▸ Extrait
• • •
Outre « California dreamin’ », l’autre gros succès du disque sera « Monday Monday », mélodie first class, harmonies vocales exceptionnelles, arrangements et pont mirifiques. Et pour assurer le coup, on va glisser quelques reprises. Et du lourd. « I call your name » est signée Lennon-McCartney. C’est un titre pré-Beatles de Lennon, qu’on ne trouve pas sur les albums officiels anglais, mais sur les américains et sur les compiles « Past masters ». Sous la houlette de Mama Cass, chanteuse principale sur le titre, ce morceau assez anecdotique dans sa version originale voyage du côté de la musique caraïbe et du jazz New Orleans. Au moins au niveau de l’original … « Do you wanna dance » du one-hit wonder Bobby Freeman est à la base un rhythm’n’blues sur un tempo rapide. Très souvent reprise (des Beach Boys aux Ramones en passant par Cliff Richard et Bette Midler), elle l’est quasiment toujours sur un tempo vif et entraînant. Les Mamas & Papas en donnent une version lente, genre fin de party désabusée. La meilleure version que je connais de ce classique. La troisième reprise, « Spanish Harlem » est aussi dans le trio des meilleurs titres de « If you can … » et pourtant, là aussi, c’est un classique moultes fois entendu. Dans sa version originale par Ben E. King, puis plus tard par Aretha Franklin, pas vraiment des premiers venus derrière un micro. Grâce à des arrangements de génie, là aussi, la meilleure version est celle des Mamas & Papas.
• • •
▸ Consigne
D'après l'extrait sur l'album des Mamas & Papas, qui est la chanteuse principale sur « I call your name » ?

▸ Entrées d'annotation par segmentation
• • •
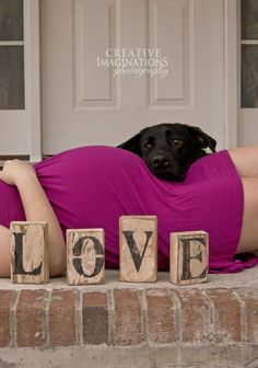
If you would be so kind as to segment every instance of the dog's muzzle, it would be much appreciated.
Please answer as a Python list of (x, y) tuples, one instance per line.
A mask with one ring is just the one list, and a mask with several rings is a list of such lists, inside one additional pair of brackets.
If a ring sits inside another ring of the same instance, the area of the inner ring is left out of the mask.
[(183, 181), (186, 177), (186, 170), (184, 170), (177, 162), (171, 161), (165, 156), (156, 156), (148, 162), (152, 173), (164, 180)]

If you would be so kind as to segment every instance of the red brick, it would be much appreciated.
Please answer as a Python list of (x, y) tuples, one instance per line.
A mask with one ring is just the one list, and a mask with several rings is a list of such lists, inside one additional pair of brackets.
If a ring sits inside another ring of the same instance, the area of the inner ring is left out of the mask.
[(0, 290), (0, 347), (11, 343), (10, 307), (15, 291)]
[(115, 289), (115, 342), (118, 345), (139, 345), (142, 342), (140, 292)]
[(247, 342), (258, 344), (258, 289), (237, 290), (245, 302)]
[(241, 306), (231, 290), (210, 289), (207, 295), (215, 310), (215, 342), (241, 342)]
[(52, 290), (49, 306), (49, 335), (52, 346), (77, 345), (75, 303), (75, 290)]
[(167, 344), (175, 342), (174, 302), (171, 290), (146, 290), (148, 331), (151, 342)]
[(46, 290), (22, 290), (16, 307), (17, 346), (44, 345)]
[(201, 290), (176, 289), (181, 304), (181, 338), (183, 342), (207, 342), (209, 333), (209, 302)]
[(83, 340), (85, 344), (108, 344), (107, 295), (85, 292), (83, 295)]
• • •
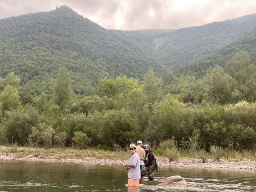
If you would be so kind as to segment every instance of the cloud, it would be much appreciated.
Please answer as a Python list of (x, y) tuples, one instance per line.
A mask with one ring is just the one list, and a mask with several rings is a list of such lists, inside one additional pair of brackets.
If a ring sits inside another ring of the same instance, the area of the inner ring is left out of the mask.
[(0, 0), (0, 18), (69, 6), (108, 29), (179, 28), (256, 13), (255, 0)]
• • •
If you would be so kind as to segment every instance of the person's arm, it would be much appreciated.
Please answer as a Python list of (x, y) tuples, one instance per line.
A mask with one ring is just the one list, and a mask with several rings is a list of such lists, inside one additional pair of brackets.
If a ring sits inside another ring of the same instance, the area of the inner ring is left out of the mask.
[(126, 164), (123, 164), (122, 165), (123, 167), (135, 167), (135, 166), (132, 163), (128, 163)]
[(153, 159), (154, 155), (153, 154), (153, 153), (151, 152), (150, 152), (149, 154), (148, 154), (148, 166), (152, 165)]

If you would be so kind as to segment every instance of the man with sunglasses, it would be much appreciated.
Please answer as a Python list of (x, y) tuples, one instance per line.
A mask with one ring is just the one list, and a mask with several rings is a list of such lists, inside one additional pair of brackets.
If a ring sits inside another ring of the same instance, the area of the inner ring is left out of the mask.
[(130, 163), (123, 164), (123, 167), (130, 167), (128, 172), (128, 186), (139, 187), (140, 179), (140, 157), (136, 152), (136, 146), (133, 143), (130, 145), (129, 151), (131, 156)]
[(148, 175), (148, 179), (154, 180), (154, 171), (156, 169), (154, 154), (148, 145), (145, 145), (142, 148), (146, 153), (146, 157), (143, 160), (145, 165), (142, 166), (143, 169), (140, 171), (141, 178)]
• • •
▸ Réponse
C'est Mama Cass.